** Belge Bölümü **
Evet, bu kutlu vazîfeye talip olmalı insan.
“Hiç”liğinde saklı gücün şifrelerini çözerek “hep”liği istemeli.
“Coğrafyamızdan
doğacaksa bu güneş ve biz bu kutlu inanışla yaşıyorsak, her birimiz kendi
varlığımızda ‘fenâ’yı aşıp bir sonsuzluk menkîbesi yazma niyetimizi tâzelemeliyiz!” diyorum ve sözün hülâsasını yine Bediüzzaman Said-i Nursî’ye bırakıyorum:
“Ey
insanlar! Fâni, kısa, faîdesiz ömrünüzü, bâki, uzun, faîdeli, meyvedar yapmak
ister misiniz? Madem istemek insaniyetin iktizasıdır; Bâkî-i Hakîki’nin yoluna
sarf ediniz. Çünkü Bâkî’ye müteveccih olan şey, bekânın cilvesine mazhar olur.
Madem
her insan gayet şiddetli bir sûrette uzun bir ömür ister, bekâya âşıktır ve
madem bu fâni ömrü bâki ömre tebdîl eden bir çâre var ve mânen çok uzun bir
ömür hükmüne geçirmek mümkündür; elbette insaniyeti sükût etmemiş bir insan, o
çâreyi arayacak ve o imkânı bi’l-fiile çevirmeye çalışacak ve tevfik-i hareket
edecek.

** Belirtilen Hedef 1 **
Metne göre aşağıdaki soruları cevaplayın:
(a) İnsan, neyin şifrelerini çözerek "hep"liği istemelidir?
(b) Sözün hülâsası kime bırakılıyor?
(c) Bâkî'ye müteveccih olan şey neye mazhar olur?
Metin ile satırlar birbirinden farklı kaynaklardan alınmıştır.

** Sağlanan Malzeme **
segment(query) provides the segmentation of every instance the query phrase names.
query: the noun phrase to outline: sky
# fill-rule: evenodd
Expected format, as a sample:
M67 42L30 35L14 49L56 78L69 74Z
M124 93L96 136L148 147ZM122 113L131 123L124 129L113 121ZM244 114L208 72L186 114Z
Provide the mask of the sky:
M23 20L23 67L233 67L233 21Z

** Belirtilen Hedef 2 **
Satırlar arasından "query" kelimesini içerenlerin hepsini seçin ve her birini olduğu gibi aktarın.

** Yazılı Cevap 1 **
(a) "Hiç"liğinde saklı gücün şifrelerini.
(b) Bediüzzaman Said-i Nursî'ye.
(c) Bekânın cilvesine.

** Yazılı Cevap 2 **
segment(query) provides the segmentation of every instance the query phrase names.
query: the noun phrase to outline: sky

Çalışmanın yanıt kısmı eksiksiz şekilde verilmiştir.